# EXERCISE
Extract, verbatim, all lines starting at the one containing "white football glove" and ending with the final line of the listing, and no others.

# PROVIDED RECORDS
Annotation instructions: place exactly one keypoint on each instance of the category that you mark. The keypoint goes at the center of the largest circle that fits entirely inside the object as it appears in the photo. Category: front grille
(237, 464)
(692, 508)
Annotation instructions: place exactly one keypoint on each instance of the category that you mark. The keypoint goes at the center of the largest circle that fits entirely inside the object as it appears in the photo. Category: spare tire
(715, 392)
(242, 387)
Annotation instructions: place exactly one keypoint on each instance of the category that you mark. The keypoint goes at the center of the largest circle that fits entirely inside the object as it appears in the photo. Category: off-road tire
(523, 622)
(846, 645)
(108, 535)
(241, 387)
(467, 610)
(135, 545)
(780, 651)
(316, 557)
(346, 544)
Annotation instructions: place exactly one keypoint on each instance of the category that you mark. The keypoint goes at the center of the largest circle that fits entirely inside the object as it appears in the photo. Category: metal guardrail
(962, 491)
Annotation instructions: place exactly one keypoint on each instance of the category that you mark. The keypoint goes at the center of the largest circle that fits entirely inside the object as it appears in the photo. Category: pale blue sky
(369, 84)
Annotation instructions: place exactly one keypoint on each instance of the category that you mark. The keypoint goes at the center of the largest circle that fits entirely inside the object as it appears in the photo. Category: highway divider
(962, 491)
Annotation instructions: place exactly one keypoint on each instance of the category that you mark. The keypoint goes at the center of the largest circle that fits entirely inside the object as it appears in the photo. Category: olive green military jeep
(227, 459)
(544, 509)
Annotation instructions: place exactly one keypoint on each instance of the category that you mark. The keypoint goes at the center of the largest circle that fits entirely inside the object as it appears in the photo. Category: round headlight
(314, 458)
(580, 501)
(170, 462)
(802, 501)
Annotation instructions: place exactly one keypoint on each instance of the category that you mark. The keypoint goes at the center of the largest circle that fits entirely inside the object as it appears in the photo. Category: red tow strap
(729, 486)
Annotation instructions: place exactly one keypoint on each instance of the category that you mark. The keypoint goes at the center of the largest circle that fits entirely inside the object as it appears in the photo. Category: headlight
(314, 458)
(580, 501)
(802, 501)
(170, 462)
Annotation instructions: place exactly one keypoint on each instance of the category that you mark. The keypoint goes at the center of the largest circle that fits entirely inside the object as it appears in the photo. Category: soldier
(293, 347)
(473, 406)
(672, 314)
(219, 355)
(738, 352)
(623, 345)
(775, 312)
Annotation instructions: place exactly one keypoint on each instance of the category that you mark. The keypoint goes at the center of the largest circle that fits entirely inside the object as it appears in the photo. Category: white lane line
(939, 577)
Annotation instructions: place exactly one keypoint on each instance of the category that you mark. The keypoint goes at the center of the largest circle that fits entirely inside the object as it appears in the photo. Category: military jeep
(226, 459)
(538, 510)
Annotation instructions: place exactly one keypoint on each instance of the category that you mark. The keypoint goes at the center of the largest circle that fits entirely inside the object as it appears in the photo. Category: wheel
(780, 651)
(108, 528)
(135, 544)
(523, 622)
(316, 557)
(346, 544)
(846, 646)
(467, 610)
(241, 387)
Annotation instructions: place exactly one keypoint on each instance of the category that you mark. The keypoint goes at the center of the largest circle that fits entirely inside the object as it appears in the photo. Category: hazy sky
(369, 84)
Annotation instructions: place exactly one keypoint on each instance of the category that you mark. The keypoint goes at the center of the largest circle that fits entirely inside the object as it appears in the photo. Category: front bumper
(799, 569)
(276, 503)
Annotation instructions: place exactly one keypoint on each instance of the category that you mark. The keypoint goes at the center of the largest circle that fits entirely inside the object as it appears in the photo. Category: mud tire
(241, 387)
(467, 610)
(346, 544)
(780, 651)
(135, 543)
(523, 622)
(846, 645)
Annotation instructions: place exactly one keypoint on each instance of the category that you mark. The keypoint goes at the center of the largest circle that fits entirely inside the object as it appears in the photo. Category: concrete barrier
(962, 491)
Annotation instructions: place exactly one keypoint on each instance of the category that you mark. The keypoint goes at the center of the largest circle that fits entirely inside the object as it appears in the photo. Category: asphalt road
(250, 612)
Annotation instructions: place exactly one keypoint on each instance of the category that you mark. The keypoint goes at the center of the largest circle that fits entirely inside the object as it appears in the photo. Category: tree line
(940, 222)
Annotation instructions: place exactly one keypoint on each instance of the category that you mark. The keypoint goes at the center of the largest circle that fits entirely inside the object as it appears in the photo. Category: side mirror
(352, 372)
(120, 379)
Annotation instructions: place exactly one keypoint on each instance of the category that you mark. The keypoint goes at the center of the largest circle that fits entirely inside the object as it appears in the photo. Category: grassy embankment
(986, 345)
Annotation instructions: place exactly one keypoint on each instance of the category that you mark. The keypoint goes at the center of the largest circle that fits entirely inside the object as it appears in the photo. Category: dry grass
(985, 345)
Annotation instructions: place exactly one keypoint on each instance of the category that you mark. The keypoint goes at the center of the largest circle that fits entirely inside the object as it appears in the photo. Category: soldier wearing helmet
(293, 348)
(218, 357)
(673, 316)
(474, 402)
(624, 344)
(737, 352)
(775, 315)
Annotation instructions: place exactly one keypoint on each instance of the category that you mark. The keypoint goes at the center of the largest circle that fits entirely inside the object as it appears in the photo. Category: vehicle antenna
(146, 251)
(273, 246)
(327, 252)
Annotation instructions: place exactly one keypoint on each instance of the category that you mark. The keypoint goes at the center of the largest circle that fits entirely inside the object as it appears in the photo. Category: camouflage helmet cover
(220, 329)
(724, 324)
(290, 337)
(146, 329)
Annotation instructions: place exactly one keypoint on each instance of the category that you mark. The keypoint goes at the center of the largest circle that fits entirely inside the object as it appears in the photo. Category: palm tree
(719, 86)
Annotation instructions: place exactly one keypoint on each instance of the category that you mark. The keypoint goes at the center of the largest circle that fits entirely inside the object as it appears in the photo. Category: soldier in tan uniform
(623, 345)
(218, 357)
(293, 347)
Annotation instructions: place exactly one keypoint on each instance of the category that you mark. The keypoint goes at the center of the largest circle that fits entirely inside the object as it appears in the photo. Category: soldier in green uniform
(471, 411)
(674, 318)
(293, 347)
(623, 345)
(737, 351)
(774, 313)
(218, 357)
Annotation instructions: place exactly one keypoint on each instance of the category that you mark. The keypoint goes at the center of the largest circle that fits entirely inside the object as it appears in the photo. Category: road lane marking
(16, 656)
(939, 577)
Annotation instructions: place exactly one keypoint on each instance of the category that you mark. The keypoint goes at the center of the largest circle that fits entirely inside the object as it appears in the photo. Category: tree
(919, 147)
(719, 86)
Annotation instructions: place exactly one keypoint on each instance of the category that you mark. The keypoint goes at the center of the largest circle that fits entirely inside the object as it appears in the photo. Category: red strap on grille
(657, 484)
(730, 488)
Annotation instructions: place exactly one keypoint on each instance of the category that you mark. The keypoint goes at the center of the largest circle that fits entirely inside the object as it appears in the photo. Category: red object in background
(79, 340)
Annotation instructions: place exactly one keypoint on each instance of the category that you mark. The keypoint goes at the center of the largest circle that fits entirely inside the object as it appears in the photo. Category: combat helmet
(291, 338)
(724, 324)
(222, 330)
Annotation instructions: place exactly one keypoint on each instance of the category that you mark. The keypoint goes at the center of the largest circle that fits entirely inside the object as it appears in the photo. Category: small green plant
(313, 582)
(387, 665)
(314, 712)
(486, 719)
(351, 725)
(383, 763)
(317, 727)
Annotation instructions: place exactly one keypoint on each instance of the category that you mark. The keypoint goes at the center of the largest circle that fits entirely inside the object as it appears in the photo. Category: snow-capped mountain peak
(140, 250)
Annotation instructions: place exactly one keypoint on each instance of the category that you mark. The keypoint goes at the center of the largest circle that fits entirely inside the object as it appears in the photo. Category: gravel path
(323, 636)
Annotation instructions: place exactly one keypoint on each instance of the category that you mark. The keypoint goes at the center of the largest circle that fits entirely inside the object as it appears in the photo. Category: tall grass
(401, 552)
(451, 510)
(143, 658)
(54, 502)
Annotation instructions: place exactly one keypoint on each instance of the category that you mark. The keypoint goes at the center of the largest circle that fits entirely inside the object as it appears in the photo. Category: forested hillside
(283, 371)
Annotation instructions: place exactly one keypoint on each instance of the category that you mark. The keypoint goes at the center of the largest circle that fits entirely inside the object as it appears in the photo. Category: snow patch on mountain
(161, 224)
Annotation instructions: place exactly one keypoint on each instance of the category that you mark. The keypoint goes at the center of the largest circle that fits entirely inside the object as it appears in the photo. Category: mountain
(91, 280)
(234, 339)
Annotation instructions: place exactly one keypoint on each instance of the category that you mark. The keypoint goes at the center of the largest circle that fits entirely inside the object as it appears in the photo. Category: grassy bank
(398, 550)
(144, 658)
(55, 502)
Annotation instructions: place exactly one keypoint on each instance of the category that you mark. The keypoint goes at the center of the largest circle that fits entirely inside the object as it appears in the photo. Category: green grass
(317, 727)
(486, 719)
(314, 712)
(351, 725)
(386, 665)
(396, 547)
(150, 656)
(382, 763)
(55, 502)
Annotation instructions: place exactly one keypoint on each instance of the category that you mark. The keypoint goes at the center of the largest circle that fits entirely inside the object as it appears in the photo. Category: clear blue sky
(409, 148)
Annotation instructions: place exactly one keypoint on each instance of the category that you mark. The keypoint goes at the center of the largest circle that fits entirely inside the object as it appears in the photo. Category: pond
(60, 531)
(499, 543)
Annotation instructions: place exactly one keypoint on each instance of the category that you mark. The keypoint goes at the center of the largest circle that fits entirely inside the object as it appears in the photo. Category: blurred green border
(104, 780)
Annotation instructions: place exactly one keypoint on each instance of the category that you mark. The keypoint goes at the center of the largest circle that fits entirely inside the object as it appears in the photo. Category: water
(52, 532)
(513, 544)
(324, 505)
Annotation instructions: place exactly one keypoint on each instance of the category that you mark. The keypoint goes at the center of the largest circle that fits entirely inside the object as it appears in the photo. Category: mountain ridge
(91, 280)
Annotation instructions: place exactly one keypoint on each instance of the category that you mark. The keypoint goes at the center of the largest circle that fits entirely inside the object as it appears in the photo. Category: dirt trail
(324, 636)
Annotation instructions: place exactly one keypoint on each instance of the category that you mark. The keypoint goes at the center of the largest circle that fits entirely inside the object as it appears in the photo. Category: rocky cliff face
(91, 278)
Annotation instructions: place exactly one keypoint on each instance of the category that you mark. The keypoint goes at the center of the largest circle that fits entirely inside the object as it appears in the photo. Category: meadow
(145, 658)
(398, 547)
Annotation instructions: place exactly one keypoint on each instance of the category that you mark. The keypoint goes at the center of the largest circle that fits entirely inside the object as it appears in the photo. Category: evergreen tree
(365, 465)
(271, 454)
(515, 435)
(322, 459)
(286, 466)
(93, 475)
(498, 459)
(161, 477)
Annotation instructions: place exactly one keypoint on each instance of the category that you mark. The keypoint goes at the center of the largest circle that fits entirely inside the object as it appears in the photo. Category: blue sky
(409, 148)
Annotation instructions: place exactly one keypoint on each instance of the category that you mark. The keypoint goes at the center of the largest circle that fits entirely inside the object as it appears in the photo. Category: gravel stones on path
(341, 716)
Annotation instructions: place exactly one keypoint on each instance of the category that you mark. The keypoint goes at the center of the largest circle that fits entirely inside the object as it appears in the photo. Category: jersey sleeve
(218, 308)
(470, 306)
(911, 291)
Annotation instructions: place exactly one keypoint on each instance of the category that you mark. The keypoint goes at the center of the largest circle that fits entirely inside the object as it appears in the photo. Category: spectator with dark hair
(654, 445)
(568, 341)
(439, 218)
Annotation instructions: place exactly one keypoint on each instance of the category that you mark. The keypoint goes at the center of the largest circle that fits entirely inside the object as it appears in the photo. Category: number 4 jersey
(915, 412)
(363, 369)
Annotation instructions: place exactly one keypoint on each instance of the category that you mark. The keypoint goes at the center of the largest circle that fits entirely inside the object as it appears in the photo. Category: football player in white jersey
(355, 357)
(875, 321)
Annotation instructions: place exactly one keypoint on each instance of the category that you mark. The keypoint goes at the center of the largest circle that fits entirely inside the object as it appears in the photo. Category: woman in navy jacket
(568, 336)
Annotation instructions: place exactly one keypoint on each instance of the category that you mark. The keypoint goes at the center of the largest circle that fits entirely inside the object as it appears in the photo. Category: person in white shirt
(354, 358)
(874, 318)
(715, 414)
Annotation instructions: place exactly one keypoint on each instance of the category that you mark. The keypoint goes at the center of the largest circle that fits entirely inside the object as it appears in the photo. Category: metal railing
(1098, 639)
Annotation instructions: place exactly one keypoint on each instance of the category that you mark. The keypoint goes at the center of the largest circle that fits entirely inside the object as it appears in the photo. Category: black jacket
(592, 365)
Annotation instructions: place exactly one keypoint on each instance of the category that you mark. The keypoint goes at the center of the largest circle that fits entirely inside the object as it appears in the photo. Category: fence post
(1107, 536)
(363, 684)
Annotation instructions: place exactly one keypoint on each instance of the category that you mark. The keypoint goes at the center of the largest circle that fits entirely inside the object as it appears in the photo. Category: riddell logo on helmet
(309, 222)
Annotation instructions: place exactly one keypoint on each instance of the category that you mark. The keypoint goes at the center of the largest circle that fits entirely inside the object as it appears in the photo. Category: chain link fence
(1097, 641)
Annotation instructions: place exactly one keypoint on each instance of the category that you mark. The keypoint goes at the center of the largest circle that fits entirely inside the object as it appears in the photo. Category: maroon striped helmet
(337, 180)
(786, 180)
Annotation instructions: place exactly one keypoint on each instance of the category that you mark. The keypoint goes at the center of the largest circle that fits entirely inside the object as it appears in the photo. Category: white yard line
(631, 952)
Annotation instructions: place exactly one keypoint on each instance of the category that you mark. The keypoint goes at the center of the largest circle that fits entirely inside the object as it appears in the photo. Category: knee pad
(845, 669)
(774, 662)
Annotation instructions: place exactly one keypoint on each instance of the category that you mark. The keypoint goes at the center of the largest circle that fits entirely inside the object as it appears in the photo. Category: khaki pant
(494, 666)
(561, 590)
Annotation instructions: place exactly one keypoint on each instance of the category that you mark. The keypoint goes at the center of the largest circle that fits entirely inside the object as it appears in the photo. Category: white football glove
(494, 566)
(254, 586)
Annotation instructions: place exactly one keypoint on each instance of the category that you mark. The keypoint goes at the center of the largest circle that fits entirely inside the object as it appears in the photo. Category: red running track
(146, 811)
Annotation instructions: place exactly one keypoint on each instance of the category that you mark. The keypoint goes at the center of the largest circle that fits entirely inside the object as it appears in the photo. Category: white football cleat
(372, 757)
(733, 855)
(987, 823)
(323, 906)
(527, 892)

# RESULT
Annotation instructions: place exactly one keypoint on each instance of the category that you mark. The keypoint goes at the center of the largest circle that fits entirely inside the object as it appears in the photo. Category: white football glove
(494, 566)
(254, 586)
Annotation instructions: place exactly one keypoint on each instance of the category that you mark. The keypoint goes at the center of the largest circle that fits entirely inside the object as it appears in the photo. Category: red running track
(146, 811)
Annotation instructions: place exactly one keypoint on each instance of the category that you mark. The keypoint goes at the center of the largest circle that fits entirely inside the object as it appears in the photo. Category: white football cleat
(372, 757)
(733, 855)
(987, 823)
(323, 906)
(527, 892)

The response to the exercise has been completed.